§ WHAT IS REQUIRED: Each line of the records that includes "white" should be found and copied.
** DATA LISTING follows **
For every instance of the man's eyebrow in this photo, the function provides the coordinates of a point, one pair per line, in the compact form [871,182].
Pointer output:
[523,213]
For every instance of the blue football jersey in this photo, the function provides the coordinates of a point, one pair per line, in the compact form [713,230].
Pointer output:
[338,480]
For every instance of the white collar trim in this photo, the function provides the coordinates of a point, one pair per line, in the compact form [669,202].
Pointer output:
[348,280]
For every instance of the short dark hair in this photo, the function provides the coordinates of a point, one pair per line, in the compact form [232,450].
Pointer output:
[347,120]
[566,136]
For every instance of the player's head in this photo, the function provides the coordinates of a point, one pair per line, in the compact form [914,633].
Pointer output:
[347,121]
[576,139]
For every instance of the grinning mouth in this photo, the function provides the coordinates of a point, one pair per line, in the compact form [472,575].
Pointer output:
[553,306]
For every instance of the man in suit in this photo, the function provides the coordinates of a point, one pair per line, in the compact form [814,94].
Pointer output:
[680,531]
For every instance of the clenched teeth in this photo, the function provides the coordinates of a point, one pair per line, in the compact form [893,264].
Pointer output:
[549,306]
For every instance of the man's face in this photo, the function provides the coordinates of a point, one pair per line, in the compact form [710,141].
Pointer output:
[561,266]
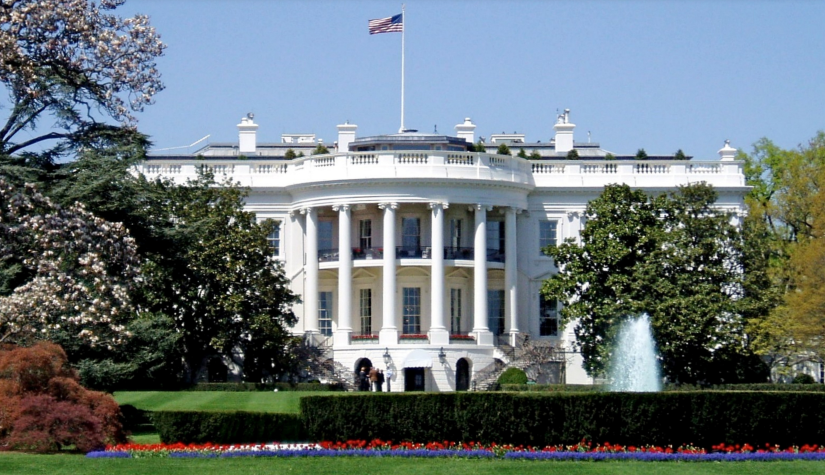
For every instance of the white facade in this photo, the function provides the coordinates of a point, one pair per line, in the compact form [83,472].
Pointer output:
[466,229]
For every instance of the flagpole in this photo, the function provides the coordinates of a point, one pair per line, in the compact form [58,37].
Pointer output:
[403,32]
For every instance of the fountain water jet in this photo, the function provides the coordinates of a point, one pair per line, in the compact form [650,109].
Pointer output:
[635,367]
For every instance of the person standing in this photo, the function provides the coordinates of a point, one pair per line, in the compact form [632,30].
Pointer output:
[380,380]
[373,379]
[363,381]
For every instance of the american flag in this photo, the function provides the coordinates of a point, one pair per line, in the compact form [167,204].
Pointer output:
[387,25]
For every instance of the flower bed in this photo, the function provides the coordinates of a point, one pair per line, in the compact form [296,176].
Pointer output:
[378,448]
[413,336]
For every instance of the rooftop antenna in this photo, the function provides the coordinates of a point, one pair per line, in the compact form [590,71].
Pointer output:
[182,146]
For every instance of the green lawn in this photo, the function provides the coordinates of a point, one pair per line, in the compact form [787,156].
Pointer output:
[255,401]
[11,463]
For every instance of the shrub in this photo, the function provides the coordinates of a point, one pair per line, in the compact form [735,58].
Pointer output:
[513,376]
[704,418]
[227,427]
[802,378]
[44,408]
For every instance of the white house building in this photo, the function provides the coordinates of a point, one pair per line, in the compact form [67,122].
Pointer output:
[421,258]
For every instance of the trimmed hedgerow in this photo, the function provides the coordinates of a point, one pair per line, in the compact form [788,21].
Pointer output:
[227,427]
[704,417]
[512,376]
[250,387]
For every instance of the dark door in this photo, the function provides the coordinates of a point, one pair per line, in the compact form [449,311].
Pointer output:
[413,379]
[462,375]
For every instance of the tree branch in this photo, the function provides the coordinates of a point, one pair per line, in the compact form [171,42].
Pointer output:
[49,136]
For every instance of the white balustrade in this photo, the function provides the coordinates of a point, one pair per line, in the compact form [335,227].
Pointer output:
[454,165]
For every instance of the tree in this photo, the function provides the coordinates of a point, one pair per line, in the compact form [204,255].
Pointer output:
[784,208]
[64,271]
[44,409]
[73,61]
[674,257]
[220,283]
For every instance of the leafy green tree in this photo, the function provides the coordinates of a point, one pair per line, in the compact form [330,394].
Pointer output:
[675,257]
[221,284]
[72,62]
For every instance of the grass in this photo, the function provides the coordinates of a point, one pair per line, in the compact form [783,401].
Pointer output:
[254,401]
[13,463]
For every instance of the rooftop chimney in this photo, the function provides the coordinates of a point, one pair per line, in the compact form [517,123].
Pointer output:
[466,130]
[246,134]
[727,153]
[564,133]
[346,135]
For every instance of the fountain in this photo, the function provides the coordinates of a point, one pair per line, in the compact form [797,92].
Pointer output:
[634,366]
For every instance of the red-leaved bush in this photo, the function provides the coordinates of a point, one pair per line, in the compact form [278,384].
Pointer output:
[43,408]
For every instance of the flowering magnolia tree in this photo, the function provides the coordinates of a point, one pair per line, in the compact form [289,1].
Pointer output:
[74,61]
[64,271]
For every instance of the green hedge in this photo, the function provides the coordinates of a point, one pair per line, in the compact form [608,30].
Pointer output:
[704,417]
[249,387]
[718,387]
[228,427]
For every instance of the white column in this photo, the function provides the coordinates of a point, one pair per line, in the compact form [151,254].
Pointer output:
[342,335]
[439,335]
[510,273]
[483,334]
[389,331]
[311,272]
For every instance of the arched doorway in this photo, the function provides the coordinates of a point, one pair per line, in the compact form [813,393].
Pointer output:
[462,375]
[362,363]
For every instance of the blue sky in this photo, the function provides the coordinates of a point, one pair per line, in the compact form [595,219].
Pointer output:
[658,75]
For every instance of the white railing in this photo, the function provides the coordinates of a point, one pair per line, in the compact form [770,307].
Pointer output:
[423,165]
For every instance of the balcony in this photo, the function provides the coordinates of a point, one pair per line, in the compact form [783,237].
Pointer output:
[407,252]
[440,165]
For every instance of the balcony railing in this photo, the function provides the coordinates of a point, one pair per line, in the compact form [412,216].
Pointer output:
[408,252]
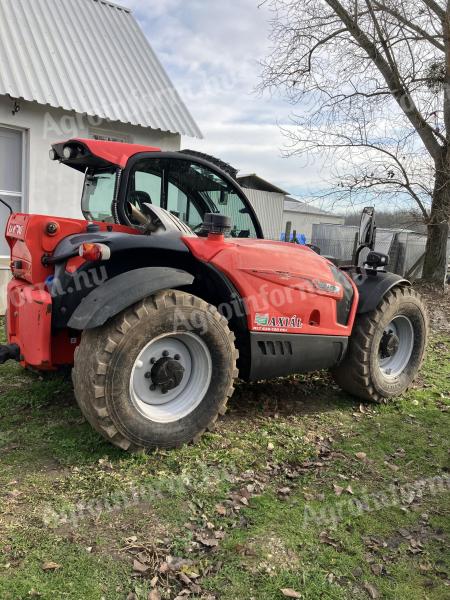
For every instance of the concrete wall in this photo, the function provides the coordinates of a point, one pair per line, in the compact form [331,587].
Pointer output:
[51,188]
[303,222]
[269,210]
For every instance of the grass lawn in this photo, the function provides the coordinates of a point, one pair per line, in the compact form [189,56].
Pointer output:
[300,489]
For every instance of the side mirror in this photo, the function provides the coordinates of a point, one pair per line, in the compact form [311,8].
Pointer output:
[367,228]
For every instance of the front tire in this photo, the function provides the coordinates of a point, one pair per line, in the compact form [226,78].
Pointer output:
[157,375]
[386,349]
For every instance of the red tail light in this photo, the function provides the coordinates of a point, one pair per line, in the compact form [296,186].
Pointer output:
[95,252]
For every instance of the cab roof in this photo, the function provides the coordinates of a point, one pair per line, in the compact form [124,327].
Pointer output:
[98,153]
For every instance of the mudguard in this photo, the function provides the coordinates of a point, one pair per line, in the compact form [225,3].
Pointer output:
[373,287]
[122,291]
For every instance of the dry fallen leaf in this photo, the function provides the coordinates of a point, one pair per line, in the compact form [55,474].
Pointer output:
[50,566]
[338,489]
[208,542]
[326,539]
[139,567]
[392,467]
[372,591]
[221,510]
[290,593]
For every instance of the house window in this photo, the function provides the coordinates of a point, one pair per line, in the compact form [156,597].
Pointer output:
[110,136]
[11,177]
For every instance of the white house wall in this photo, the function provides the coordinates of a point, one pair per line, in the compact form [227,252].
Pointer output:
[49,187]
[269,209]
[302,223]
[52,188]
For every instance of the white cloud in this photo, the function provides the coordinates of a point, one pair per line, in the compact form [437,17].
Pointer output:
[211,51]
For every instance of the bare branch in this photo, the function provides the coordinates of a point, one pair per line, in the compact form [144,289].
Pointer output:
[401,95]
[433,39]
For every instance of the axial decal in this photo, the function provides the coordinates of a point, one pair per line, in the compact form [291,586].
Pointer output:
[277,324]
[262,320]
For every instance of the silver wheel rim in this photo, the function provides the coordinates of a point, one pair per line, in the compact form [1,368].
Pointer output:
[153,400]
[401,330]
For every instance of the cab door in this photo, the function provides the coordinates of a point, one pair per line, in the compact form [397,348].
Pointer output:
[189,187]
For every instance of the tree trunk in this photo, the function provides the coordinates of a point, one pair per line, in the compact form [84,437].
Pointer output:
[436,259]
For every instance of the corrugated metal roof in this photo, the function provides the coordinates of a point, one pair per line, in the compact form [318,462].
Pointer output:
[293,205]
[255,182]
[87,56]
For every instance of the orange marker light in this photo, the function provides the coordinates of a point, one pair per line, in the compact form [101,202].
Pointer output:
[95,252]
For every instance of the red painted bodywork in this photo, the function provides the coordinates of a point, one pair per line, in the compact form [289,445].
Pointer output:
[116,153]
[276,281]
[29,302]
[279,282]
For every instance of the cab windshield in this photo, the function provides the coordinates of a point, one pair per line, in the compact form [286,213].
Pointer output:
[98,195]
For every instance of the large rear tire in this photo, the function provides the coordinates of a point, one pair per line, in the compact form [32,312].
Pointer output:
[386,349]
[157,375]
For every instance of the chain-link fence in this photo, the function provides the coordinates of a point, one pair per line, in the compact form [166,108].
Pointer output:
[405,249]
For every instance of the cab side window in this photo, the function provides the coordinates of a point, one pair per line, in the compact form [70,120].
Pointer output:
[189,190]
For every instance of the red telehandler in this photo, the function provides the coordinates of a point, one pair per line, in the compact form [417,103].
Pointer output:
[165,294]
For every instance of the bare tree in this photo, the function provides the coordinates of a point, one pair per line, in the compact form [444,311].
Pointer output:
[370,80]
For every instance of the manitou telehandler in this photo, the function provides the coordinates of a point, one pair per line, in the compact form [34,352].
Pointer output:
[164,295]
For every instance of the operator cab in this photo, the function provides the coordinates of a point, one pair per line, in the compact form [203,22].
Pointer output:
[122,186]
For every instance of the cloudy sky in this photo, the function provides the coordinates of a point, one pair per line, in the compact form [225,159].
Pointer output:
[211,51]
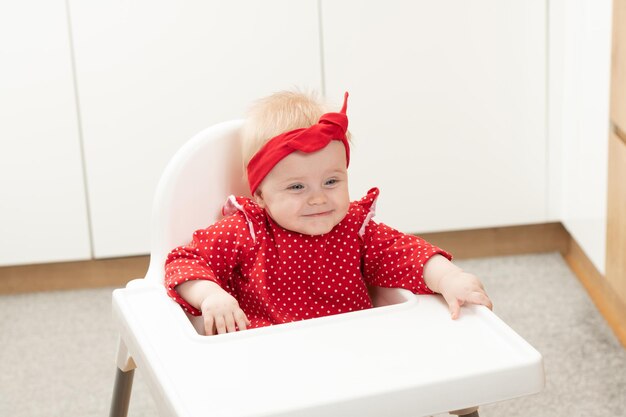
** End of DATA LISTING **
§ TASK RESPONSE:
For every instance of the white collar trim in this photo, the function provides the coordinates of a point, one pair per line, in the compact form [669,202].
For every instance of the white facade in this photo, the function provides the coordinates of a point, one pair per line, in the compact form [83,472].
For every instance of the white house building in this photo, the function provides the coordinates of a point, one pair per line, in the compact form [67,122].
For every instance of the white balustrade in this photo, the function provides the coordinates of a point, one pair per line, in the compact form [335,227].
For every instance of the white column in this photo, the function provides the coordinates of a point, one pair per line, in the compact form [151,254].
For every instance of the white railing in this photo, the function provides the coordinates of a point, one pair per line, in the compact form [770,307].
For every instance of the white house wall in this photo, the function provides the coordinates of a point, one pair per line, in the compact form [227,252].
For every instance of the white cloud in this photo, the function provides the coordinates of a point, one pair per line, in the compact form [437,17].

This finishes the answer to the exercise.